#### TASK TO CARRY OUT
Can you turn the material below into a numbered list that leaves out any blank lines?

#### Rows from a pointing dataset

──────────

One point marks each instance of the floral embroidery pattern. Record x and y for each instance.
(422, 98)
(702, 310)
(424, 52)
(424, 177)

──────────

#### RESULT OF THIS EXERCISE
1. One point marks each instance of the floral embroidery pattern. Record x and y for each instance.
2. (422, 98)
3. (702, 310)
4. (424, 52)
5. (424, 177)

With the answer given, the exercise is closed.